● **The problem**
Swap "drill" for "exercise" throughout the data below and give the lines back with everything else unchanged. Leave the pictures out of your answer.

[Location labeling data]

--- --- ---

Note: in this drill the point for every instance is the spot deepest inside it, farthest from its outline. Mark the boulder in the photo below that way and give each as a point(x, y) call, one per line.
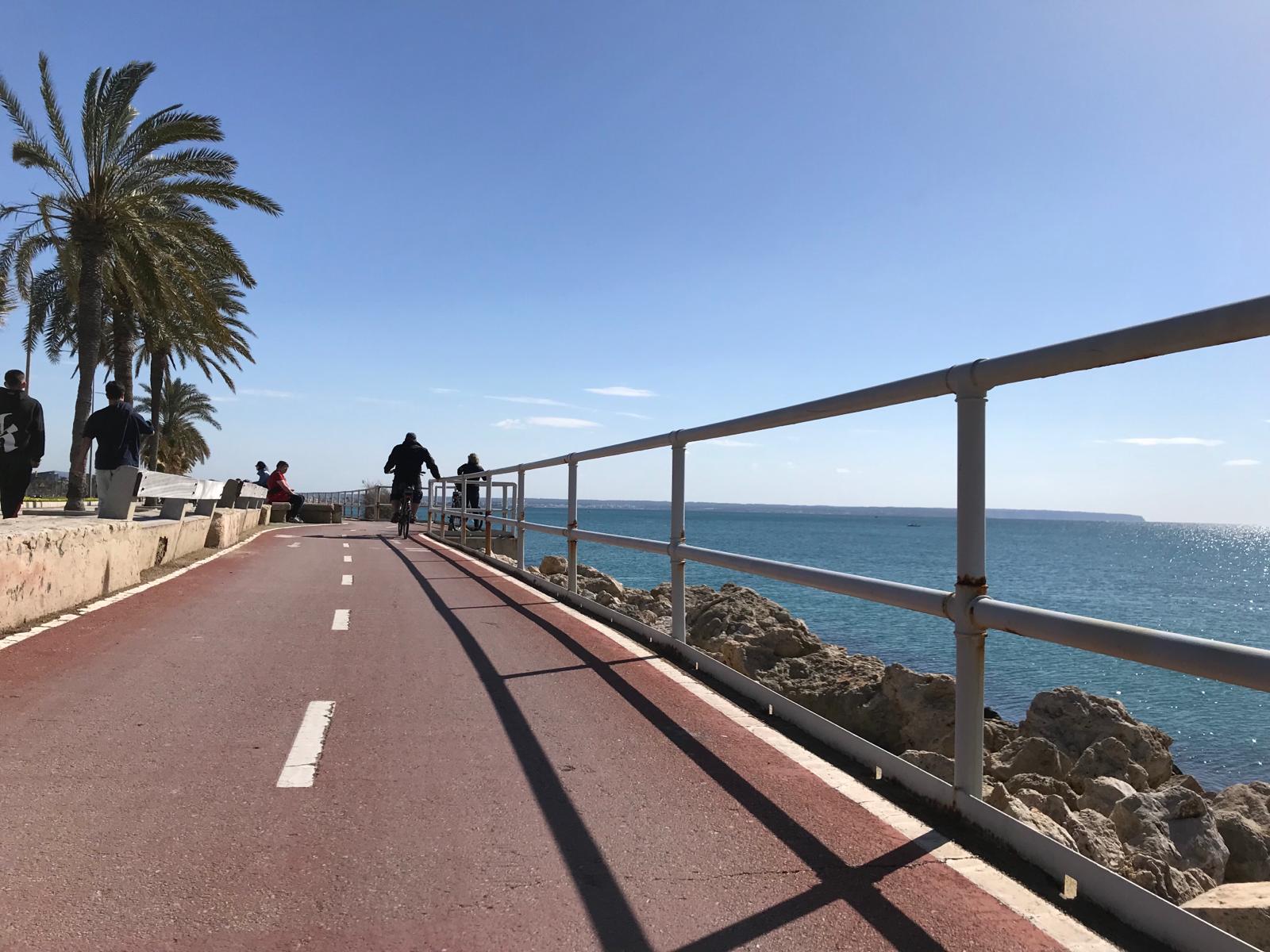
point(933, 763)
point(1238, 908)
point(1041, 785)
point(840, 687)
point(1072, 720)
point(1106, 758)
point(1001, 799)
point(1242, 816)
point(1029, 755)
point(1164, 880)
point(1175, 827)
point(1096, 838)
point(554, 565)
point(1102, 793)
point(747, 631)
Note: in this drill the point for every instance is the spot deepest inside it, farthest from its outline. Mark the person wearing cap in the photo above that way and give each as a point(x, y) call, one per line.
point(406, 463)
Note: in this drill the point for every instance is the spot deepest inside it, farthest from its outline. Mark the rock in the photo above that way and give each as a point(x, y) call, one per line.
point(933, 763)
point(837, 685)
point(1242, 816)
point(554, 565)
point(1072, 720)
point(1238, 908)
point(1106, 758)
point(1000, 797)
point(921, 708)
point(1175, 827)
point(1096, 838)
point(1102, 793)
point(1041, 785)
point(1160, 877)
point(1029, 755)
point(747, 631)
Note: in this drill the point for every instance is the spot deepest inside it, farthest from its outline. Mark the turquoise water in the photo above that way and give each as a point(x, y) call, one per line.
point(1206, 581)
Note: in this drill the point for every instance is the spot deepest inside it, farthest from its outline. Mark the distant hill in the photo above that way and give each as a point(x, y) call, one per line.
point(906, 512)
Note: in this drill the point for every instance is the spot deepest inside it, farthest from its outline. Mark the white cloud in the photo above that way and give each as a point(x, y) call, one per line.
point(568, 423)
point(1172, 442)
point(268, 393)
point(380, 401)
point(537, 401)
point(620, 391)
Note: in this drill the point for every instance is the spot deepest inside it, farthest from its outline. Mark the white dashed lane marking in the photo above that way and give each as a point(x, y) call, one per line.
point(306, 749)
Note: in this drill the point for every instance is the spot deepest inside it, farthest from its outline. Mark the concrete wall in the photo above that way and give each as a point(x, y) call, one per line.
point(50, 564)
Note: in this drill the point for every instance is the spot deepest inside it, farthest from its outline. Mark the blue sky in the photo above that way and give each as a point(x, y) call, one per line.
point(497, 213)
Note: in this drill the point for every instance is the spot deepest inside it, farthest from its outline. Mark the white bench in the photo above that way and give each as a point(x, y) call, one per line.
point(179, 494)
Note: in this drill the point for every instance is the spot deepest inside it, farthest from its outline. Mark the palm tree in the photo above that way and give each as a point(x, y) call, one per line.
point(179, 406)
point(130, 209)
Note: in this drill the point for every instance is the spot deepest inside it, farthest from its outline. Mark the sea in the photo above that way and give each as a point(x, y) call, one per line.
point(1212, 582)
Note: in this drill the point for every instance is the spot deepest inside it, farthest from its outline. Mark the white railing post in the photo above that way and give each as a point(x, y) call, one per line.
point(971, 583)
point(573, 524)
point(520, 518)
point(679, 566)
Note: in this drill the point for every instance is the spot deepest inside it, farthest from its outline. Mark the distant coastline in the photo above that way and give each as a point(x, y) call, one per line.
point(906, 512)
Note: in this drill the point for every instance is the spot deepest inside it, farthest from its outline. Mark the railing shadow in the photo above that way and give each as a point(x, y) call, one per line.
point(841, 881)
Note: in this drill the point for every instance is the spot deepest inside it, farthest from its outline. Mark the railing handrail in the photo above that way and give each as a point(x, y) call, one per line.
point(967, 605)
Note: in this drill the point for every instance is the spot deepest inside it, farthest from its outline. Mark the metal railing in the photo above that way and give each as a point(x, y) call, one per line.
point(968, 606)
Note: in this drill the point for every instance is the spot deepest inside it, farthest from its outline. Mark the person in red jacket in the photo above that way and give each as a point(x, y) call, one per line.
point(281, 492)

--- --- ---

● **Output**
Note: in this exercise the point for every instance is the spot deepest inside it, farthest from its outline. Mark the boulder in the photo below that way and give each as a point(x, y) call, one per line.
point(933, 763)
point(1238, 908)
point(1041, 785)
point(840, 687)
point(1072, 720)
point(1106, 758)
point(1001, 799)
point(1242, 816)
point(1029, 755)
point(1164, 880)
point(1175, 827)
point(1096, 838)
point(554, 565)
point(1102, 793)
point(747, 631)
Note: in this exercise the point for every instance is the spot deepest inside it, farthest from its outline. Mark the person wearing cap in the photo above that way and give each as a point(x, y) call, one per line.
point(406, 463)
Note: in this exercise the point for every instance is the spot deepest inside it, farthest from its outline. Mark the rock in the photo above that way and give each as a point(x, y) call, one per line.
point(933, 763)
point(837, 685)
point(1242, 816)
point(554, 565)
point(1072, 720)
point(1238, 908)
point(1106, 758)
point(1000, 797)
point(921, 708)
point(1175, 827)
point(1096, 838)
point(1102, 793)
point(1041, 785)
point(1160, 877)
point(1029, 755)
point(747, 631)
Note: in this exercise the point for every instance is the spot deepest inside it, farthest from its outline. Mark the turquoise water in the photo above that way and give each as a point(x, y) call, one per line.
point(1206, 581)
Note: in this exercise the point for every instance is the spot deepest inside it, farthest from its outline. Mark the distant hill in the photo above that way and give each as a point(x, y) call, one per line.
point(906, 512)
Note: in this exercise the point for every instance is the spot deepest inside it, farthest from its outline. Mark the white cloud in the photo above that way and give each as a point(x, y) call, one per line.
point(568, 423)
point(1172, 442)
point(268, 393)
point(380, 401)
point(537, 401)
point(620, 391)
Note: in this exercise the point for every instance is the spot deepest inside it, farthest from its outline. Mark the white dashed lane marking in the photo above that way and give each as a point(x, y) call, one per line.
point(306, 749)
Note: in this exercise the point for every instance is the spot deepest inside it, farthest from its outline. Mark the concrete wall in the photo above that way and give each as a point(x, y) call, one per line.
point(50, 564)
Note: in this exercise the point for every instance is the spot deepest inside it, farthest from its outline. Mark the blue sky in the photo above that way and give each as a point(x, y) call, one per line.
point(497, 213)
Note: in this exercise the point for every instance is the spot deepest inside it, farthest from its outline. Mark the white bench in the photo above that way and give each as a point(x, y) call, one per line.
point(179, 494)
Note: in this exercise the point for every instance is the spot deepest inside it, farthest from its outline. Mark the palm tree in the photo above that way and give each as a point(x, y) call, one per line.
point(179, 406)
point(130, 209)
Note: in this exercise the point for every instance is the spot deepest inside it, farthest from its outline. Mark the sea in the photo above that way and give each as a point(x, y) call, one per line.
point(1212, 582)
Note: in this exercise the point for every instance is the spot deepest inside it, farthest from its outline. Mark the white railing post in the photo above that way and give each as a point(x, y) call, one per line.
point(971, 583)
point(573, 524)
point(520, 518)
point(679, 566)
Note: in this exercise the point for every instance is the spot deepest inside it, farthest from its outline. Mark the distant coastline in the photo above that way and give each as a point(x, y) call, one per line.
point(906, 512)
Note: in this exercise the point for every instance is the spot deepest inside it, farthest from its outline. Mark the railing shadow in the photo above that way and give each as a point(x, y) call, one per line.
point(841, 881)
Note: in this exercise the point for every instance is the spot deepest inside it, farthest from its outline. Mark the railing handrail in the photo above that way and give each as a point(x, y) call, one per line.
point(967, 605)
Note: in this exercise the point for every instance is the spot deepest inside it, farthest from its outline. Mark the metal railing in the photo above that way and give each as a point(x, y) call, one per line.
point(968, 606)
Note: in this exercise the point for every instance is the spot deepest inside it, farthest from its outline. Mark the person in red jacket in the photo above that way and give each as a point(x, y) call, one per line.
point(281, 492)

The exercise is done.